**PASSAGE TO READ**
8) Sodium cooled FNRs can be designed to totally avoid production of decommissioning waste;
9) The FNR use of sealed fuel tubes with plenums for inert gas storage permits the fuel reprocessing to be carried out at a shared remote facility instead of at each reactor site;
10) Sodium internal to fuel tubes improves heat transport and together with small silica balls causes safe fuel disassembly in a prompt neutron critical condition;
11) Sodium internal and external to fuel tubes prevents fuel tube corrosion by chemical capture of the corrosive fission product elements;
12) Metallic blanket fuel rods which slide inside the fuel tubes enable simple scanning and mechanical sorting of irradiated blanket fuel rods and simple electrolytic and/or chemical fuel reprocessing.
13) The dominant fissile core fuel component should be Pu-239 instead of U-235 to ensure a decrease in reactor reactivity with increasing fuel temperature.

A major issue in the design of liquid sodium cooled reactors is ensuring that the primary sodium never contacts air or water and that any secondary NaK combustion is inconsequential. To achieve this objective each liquid sodium cooled reactor has multiple independent secondary heat transport circuits. Each secondary NaK circuit is isolated from its companion steam generator by an atmospheric pressure nitrate salt loop. The NaK is pressurized sufficiently to prevent either primary sodium or nitrate salt from entering the isolated NaK circuit on a heat exchange tube failure.

Another class of potentially fuel sustainable nuclear reactors is molten salt cooled reactors fuelled by thorium, which is naturally at least 3X more abundant than is uranium. Thorium fuelled reactors operating with a sustainable fuel cycle require continuous chemical processing of their blanket fuel to selectively remove protactinium. This selective protactinium removal is enabled by dissolving thorium in a molten salt coolant that can be continuously circulated for chemical processing and/or heat removal.

The molten salt reactors can be further divided into:
a) Chloride salt cooled fast neutron reactors with fuel tubes which maintain the core fuel geometry;
b) Fluoride salt cooled thermal neutron reactors that use a rigid moderator (graphite) to maintain the core fuel geometry and hence can operate without fuel tubes.

The practical molten salt cooled reactor fuel enclosure alloys that can withstand the required high operating temperatures all contain a substantial fraction of nickel. However, in a neutron flux over time all nickel alloys become brittle due to accumulation of He atoms at metal grain boundaries as a result of Ni-60 being an alpha emitter. To avoid this problem it is necessary to design the reactor so that the enclosure is protected from the neutron flux. That design requires localization of the neutron flux near the center of the reactor fuel enclosure.

Fuel sustainable chloride salt cooled fast neutron reactors localize the neutron flux near the center of the enclosure by use of fuel tubes. However, there are unresolved developmental issues related to the required fuel tube material and to on-line protactinium extraction from the fuel salt in these fuel tubes. The most suitable fuel tube material is believed to be Mo depleted in Mo-95 which is both extremely difficult to obtain and extremely difficult to fabricate.

Dataset records:
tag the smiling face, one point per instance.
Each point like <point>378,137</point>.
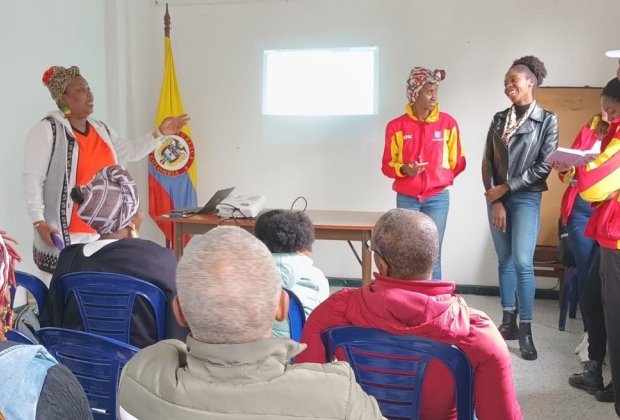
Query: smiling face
<point>78,98</point>
<point>518,87</point>
<point>427,98</point>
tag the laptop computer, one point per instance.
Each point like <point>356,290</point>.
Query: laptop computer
<point>210,207</point>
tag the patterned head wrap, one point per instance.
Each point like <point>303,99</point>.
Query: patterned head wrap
<point>57,78</point>
<point>108,201</point>
<point>420,76</point>
<point>8,256</point>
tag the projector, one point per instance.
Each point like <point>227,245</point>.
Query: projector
<point>241,206</point>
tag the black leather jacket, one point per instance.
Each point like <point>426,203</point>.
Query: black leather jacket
<point>521,165</point>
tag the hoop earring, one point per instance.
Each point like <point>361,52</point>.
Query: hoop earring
<point>133,232</point>
<point>7,319</point>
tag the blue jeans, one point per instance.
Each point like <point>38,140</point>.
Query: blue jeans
<point>581,246</point>
<point>515,251</point>
<point>436,207</point>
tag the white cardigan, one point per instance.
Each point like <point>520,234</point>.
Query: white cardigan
<point>39,149</point>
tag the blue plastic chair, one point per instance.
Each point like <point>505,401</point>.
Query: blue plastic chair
<point>106,301</point>
<point>33,284</point>
<point>296,315</point>
<point>392,368</point>
<point>95,361</point>
<point>18,337</point>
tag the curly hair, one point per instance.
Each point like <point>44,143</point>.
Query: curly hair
<point>285,231</point>
<point>612,90</point>
<point>533,66</point>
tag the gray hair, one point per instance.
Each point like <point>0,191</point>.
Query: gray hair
<point>228,287</point>
<point>408,242</point>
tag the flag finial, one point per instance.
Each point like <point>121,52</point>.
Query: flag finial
<point>167,23</point>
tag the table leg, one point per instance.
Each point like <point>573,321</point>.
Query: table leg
<point>178,240</point>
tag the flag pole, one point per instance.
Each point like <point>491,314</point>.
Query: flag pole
<point>167,23</point>
<point>167,35</point>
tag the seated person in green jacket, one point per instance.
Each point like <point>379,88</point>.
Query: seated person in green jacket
<point>230,366</point>
<point>289,236</point>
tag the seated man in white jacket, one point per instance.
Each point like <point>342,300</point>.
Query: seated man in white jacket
<point>289,236</point>
<point>230,367</point>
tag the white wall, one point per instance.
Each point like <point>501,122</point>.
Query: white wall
<point>218,50</point>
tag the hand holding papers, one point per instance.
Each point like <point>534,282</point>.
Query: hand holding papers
<point>571,157</point>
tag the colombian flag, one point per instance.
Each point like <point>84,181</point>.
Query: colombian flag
<point>172,168</point>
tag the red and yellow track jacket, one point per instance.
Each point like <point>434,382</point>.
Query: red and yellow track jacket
<point>599,182</point>
<point>585,140</point>
<point>435,140</point>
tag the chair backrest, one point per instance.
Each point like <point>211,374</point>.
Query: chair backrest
<point>33,284</point>
<point>392,368</point>
<point>296,315</point>
<point>106,301</point>
<point>95,361</point>
<point>18,337</point>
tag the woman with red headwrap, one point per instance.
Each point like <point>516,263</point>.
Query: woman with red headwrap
<point>33,385</point>
<point>66,148</point>
<point>423,152</point>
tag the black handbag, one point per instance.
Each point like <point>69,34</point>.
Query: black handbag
<point>565,253</point>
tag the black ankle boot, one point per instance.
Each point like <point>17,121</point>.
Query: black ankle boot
<point>508,328</point>
<point>526,343</point>
<point>606,394</point>
<point>590,380</point>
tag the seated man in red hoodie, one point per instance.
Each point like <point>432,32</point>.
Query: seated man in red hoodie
<point>403,300</point>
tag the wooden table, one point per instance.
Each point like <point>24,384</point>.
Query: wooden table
<point>328,224</point>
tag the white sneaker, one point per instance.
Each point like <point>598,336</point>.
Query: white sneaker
<point>582,345</point>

**PROBLEM DESCRIPTION**
Please condense the paragraph in the reactor passage above that begins "The practical molten salt cooled reactor fuel enclosure alloys" into a short bulleted list that keeps its main facts.

**WRITTEN REPLY**
- Practical fuel enclosure alloys that can withstand the high operating temperatures of molten salt cooled reactors all contain a substantial fraction of nickel.
- Over time in a neutron flux, all nickel alloys become brittle. Ni-60 is an alpha emitter, so He atoms accumulate at metal grain boundaries.
- To avoid this, the reactor must be designed so the enclosure is protected from the neutron flux.
- That design requires localizing the neutron flux near the center of the fuel enclosure.